OBJECTIVE: Can you repeat, word for word, the stretch of the article on children's designathons from "So, is there" through "this developmental marker)."?

TEXT PROVIDED:
● ● ● ●
This is clearly a nuanced and complicated example, but perhaps the daydreams and flights of fancy shared willingly by children, often shut down or dismissed in the classroom when offered uninvited, could be eye-opening or revolutionary in the boardroom or design lab when genuinely welcomed. More and more leaders responsible for organizational innovation are recognizing that evolving our mindsets, orientation and perspectives might be more important for creating transformative change than updating our toolkits. So, how does Designathon Works weave its magic?

While drawn from corporate cultures, civil service and commercial entrepreneurship, THNKers have proven to be exactly the open-minded and accomplished community who prove catalytic to activating children. Above and beyond the twelve THNKers pictured above, seven of the 2017 hosts of the Global Children’s Designathon were THNKers, from Montreal to Dubai and Tunis to Chennai.

All Work and No Play is Killing Us

Their website describes a designathon as a workshop in which children (typically 7 to 12 years old) are tasked with working in a creative way as they are guided through a process to understand, frame and tackle a defined challenge. They explore, scheme, invent, build and present their own solutions for issues selected from the United Nations’ Sustainable Development Goals. Designathon Works has created simple worksheets and teacher guides, so that workshops can be delivered by the DW team or trained partners or even taken into the classroom directly to dovetail into an existing curriculum. They developed a maker kit of materials to ease adoption, but the workshops are designed so that they don’t require anything you couldn’t find at a local hardware store or a recycling center.

Kits include basic components (batteries, LED lights, simple motors, alarms, ventilators), and DW has been adding tutorials online to provide further support.

At first glance, it’s hard to grok why the DW approach could be so powerful in its simplicity. But whether participants encounter a workshop as a public program, a bespoke corporate event, a classroom session or part of the annual Global Children’s Designathon (more on that in a bit), the magic really lies in the fact that all of the adults are fully committed to taking children and their ideas seriously. And why wouldn’t they, with more and more examples of young inventors, like Dutch 18-year-old Boylan Slat, who founded The Ocean Cleanup and is now a leading contender in the effort to design and develop the first feasible method to rid the world’s oceans of plastic?

Wherever designathons happen in the world, expert panels up the ante for participants. Panels typically include an expert on the challenge topic, a designer from the field, a child and one of the organizing partners.

Very often in the effort to do something innovative, frequently interpreted as coding or building a robot, schools and teachers leave their ethos unchanged, and the child is still treated as merely a receptacle for a given agenda. And while we have seen an explosion of parents buying home subscription kits, like Tinker Crates, which give kids more opportunity to create, they can actually be counterproductive, the design equivalent of paint-by-numbers. Instead, with designathon workshops, children are given the scaffolding and agency around how to investigate and define a problem, approach challenges in collaboration with others, and apply their unbridled ideas and creativity in the context of an expanding skill set.

So, is there an optimal age at which to unleash children as designers? Ever the experimentalist, Emer and her team have run designathon workshops with kids of many ages and across the globe, studying efficacy and differences in process and outputs. She points out that from 6–8 years old, children begin to refine their differentiation between fantasy and reality (apparently, the belief in Santa peaks at seven). And the Jesuits in Emer’s life often said, “show me a child at seven and I’ll tell you what they’ll be like as an adult” (noting that Holy Communion is also linked to this developmental marker).
● ● ● ●
[Data extracted from a collection]
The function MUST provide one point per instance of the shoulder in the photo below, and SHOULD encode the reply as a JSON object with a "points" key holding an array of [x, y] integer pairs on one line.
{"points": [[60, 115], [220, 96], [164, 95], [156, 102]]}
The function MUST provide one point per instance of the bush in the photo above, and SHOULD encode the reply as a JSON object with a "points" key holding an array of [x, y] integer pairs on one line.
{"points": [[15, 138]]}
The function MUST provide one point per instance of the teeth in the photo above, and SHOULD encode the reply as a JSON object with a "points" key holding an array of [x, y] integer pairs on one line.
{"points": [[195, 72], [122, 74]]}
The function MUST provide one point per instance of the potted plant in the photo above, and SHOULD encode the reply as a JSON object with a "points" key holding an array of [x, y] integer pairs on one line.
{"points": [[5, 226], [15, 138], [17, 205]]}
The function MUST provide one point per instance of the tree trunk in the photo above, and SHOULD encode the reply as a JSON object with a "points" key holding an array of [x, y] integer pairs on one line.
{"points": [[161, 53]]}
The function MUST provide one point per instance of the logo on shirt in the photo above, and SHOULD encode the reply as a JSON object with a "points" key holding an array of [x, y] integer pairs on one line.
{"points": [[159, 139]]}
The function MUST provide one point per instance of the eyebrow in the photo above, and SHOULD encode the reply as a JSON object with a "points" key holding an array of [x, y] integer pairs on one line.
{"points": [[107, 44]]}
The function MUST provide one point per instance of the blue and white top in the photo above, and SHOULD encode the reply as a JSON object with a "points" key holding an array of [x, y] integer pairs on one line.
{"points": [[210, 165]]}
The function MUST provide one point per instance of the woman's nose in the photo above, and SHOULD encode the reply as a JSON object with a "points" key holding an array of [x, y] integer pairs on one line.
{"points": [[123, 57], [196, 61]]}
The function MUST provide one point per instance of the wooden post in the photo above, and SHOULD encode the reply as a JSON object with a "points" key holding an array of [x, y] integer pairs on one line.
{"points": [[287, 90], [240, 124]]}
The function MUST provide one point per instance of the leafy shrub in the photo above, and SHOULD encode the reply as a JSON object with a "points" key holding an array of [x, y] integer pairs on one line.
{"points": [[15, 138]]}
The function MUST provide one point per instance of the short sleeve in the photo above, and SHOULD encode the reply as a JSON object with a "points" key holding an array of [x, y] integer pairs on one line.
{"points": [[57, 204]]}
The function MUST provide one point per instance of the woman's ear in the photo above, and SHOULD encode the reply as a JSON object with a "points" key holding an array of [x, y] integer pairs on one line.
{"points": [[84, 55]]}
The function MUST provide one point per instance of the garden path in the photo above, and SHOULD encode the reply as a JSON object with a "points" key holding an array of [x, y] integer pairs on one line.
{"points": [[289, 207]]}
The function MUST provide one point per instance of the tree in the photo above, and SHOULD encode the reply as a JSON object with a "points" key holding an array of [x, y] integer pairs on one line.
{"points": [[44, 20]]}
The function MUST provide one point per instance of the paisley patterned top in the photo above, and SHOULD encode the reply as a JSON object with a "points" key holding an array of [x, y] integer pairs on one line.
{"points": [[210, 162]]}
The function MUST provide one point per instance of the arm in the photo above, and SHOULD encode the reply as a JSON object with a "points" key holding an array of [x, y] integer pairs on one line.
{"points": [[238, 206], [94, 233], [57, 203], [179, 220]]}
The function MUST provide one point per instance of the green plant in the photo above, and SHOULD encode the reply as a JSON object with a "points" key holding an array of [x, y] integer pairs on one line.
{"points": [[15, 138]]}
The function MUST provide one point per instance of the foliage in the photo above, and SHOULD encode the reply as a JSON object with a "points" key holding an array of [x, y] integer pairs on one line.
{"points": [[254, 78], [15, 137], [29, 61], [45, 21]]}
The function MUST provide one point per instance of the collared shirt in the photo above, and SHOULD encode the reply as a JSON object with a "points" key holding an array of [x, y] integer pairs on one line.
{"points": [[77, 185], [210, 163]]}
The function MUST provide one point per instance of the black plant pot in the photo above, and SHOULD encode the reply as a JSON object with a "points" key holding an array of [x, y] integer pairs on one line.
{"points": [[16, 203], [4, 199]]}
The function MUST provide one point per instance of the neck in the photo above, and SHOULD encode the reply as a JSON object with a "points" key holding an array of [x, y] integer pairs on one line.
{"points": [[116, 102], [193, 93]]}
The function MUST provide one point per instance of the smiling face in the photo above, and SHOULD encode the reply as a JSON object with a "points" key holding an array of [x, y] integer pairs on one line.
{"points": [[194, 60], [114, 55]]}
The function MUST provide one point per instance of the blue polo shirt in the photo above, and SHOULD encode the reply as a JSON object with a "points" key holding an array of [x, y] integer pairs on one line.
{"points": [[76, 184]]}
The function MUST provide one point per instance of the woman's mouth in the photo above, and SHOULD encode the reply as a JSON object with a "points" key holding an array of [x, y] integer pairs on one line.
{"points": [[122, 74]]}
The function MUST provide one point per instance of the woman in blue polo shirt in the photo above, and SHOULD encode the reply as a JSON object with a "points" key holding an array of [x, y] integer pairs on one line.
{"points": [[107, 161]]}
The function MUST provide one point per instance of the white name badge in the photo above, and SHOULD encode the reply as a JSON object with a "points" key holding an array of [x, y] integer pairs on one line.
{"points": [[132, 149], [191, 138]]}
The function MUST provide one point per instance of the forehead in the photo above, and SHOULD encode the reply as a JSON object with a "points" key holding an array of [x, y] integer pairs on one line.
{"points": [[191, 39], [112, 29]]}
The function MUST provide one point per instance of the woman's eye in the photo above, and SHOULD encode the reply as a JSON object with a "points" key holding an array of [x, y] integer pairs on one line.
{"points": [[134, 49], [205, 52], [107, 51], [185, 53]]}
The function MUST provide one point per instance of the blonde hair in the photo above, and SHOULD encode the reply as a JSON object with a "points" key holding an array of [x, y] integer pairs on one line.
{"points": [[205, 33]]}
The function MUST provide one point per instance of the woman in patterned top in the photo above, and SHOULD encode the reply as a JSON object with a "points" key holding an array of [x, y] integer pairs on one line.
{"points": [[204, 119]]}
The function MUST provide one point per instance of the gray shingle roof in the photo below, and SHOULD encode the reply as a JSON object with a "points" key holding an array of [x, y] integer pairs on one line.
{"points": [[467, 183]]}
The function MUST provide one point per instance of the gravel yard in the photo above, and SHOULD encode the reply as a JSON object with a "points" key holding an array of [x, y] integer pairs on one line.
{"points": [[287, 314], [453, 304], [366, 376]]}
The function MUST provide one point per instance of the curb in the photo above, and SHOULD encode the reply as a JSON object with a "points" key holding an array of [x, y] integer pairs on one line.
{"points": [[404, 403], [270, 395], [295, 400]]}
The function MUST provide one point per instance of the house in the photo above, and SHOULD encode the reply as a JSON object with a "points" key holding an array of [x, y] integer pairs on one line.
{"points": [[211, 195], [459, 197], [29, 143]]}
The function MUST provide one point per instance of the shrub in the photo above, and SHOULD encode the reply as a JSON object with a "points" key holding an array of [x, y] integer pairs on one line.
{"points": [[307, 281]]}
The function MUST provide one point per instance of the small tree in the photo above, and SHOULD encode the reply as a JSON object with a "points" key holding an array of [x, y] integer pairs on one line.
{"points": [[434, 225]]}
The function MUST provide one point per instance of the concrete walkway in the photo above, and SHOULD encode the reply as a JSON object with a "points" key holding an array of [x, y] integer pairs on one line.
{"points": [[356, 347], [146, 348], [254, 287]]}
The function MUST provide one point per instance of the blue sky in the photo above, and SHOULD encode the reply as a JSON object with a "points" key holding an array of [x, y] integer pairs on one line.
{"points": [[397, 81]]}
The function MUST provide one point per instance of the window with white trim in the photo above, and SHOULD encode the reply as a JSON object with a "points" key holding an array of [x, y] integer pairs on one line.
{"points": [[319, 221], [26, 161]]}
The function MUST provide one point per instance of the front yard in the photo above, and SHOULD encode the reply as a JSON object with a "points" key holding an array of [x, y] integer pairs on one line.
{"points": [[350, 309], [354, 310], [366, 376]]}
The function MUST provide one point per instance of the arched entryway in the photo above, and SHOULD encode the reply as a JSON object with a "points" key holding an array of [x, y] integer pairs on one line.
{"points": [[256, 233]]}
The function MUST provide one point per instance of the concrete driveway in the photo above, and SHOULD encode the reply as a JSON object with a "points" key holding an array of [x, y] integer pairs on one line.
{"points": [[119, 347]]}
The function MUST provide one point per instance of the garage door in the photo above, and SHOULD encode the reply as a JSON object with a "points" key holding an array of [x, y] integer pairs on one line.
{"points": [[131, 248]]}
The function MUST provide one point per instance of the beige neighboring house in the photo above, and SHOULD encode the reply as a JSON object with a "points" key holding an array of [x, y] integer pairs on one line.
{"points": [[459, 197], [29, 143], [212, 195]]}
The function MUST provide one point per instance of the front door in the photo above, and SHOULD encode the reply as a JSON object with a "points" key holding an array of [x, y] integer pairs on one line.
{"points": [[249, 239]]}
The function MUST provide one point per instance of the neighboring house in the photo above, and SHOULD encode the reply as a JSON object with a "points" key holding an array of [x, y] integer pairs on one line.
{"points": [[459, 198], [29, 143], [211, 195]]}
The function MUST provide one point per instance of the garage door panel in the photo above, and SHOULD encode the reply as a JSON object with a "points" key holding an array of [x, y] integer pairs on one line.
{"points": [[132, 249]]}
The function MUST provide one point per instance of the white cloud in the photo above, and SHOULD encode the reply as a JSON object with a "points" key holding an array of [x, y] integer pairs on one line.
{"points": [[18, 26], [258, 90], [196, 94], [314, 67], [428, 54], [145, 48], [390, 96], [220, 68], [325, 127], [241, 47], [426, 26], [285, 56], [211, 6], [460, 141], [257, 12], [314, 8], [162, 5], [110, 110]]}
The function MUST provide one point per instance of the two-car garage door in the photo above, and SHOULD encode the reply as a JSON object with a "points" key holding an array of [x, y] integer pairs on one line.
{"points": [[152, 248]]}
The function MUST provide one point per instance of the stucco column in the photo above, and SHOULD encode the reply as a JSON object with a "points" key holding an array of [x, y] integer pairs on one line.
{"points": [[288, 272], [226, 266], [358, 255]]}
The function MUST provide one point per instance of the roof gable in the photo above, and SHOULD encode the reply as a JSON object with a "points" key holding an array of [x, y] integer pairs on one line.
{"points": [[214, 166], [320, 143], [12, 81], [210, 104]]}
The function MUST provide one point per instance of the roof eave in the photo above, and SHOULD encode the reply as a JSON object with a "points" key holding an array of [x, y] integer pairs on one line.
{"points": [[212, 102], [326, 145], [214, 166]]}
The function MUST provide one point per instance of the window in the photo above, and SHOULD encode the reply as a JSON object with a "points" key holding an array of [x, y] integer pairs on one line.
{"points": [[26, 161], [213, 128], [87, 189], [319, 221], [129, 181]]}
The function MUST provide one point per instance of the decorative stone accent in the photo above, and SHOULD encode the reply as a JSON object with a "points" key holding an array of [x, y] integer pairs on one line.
● ● ● ●
CORRECT RESULT:
So, is there an optimal age at which to unleash children as designers? Ever the experimentalist, Emer and her team have run designathon workshops with kids of many ages and across the globe, studying efficacy and differences in process and outputs. She points out that from 6–8 years old, children begin to refine their differentiation between fantasy and reality (apparently, the belief in Santa peaks at seven). And the Jesuits in Emer’s life often said, “show me a child at seven and I’ll tell you what they’ll be like as an adult” (noting that Holy Communion is also linked to this developmental marker).